[Pointing dataset records]
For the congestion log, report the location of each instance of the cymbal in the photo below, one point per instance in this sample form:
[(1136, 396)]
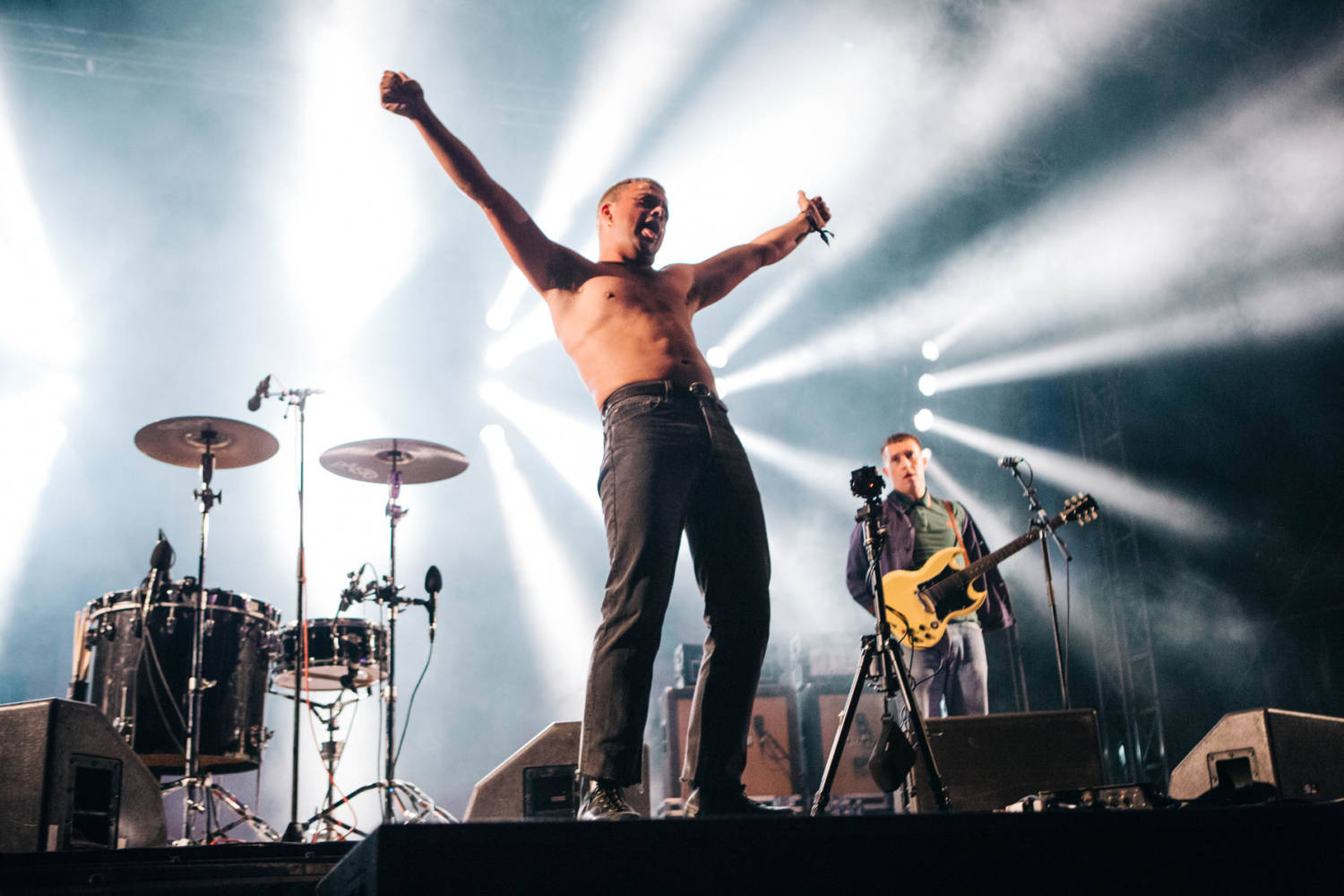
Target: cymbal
[(182, 440), (371, 461)]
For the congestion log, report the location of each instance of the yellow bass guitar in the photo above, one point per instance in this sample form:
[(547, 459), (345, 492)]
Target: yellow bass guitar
[(919, 602)]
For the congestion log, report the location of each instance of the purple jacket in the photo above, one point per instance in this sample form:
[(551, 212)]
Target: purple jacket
[(898, 554)]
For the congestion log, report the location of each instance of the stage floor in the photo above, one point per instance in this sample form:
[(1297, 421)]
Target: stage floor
[(1276, 848)]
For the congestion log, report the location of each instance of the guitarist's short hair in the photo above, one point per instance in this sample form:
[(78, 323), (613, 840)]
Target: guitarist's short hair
[(900, 437)]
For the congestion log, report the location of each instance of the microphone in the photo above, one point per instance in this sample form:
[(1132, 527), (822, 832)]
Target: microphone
[(433, 584), (263, 392), (160, 560), (163, 555), (351, 591)]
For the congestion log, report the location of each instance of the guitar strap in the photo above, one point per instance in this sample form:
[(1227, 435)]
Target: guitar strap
[(956, 530), (952, 521)]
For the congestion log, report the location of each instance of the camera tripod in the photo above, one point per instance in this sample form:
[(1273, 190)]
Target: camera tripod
[(892, 756)]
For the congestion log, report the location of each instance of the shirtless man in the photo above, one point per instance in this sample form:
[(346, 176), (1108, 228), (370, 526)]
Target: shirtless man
[(671, 462)]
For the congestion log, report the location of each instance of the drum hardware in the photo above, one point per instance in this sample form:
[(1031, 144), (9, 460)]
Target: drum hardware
[(206, 444), (296, 400), (395, 462)]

**Requirements:**
Transcribe the records above exactly, omitting every picture they contain.

**Right answer:**
For the congestion log, report the location of each instance of the cymbal in the photo below, one point per instance in this sample form:
[(1136, 396)]
Target: cymbal
[(182, 440), (371, 461)]
For the congestion log, report the location of each instance of the yellow bass guitar in the photo above, one point per instance in this sample form:
[(547, 459), (345, 492)]
Target: yellow bass guitar
[(919, 602)]
For the congestion log, report the location of each instance of the purple jacket in the photo above, one point per instance in this sample form:
[(551, 212)]
Target: purple jacket
[(898, 554)]
For the congestion log, report the location of each instance of the stage floor in the photo above, one point per instance in this sample form:
[(1297, 421)]
Target: stage floor
[(1276, 848)]
For the congestion log, report the location of each instance of the guitarist's short hair in the photo above, one point per instance in this sample form:
[(78, 323), (613, 840)]
Target: guitarist's short hair
[(900, 437)]
For the congestion log, report the location of each instance of the microphone in the photo above, one point per instance in this sample form:
[(1132, 527), (822, 832)]
Target: microphone
[(433, 584), (263, 392), (160, 560), (163, 555), (351, 591)]
For the congestion log, report the location of each instance of the guitar strap in the photo above, one point per instance in this sample form:
[(1227, 435)]
Target: guitar strap
[(956, 530), (952, 521)]
For the congestion log, report the location of each instance of the camera tripod in the photo above, one point per instance in this sample form:
[(1273, 190)]
Target: camera tripod
[(892, 756)]
For the congestion log, report the location of each instance of the shirtless man in the photo above, one point per instance in this sample form:
[(346, 176), (1108, 228), (370, 526)]
Target: shirtless man
[(671, 462)]
For the congestion log, report the location of each instance of the drum hardware in the photo above, one point per instance in this sample form:
[(1031, 144), (9, 460)]
Target: drum hardware
[(206, 444), (296, 400), (395, 462)]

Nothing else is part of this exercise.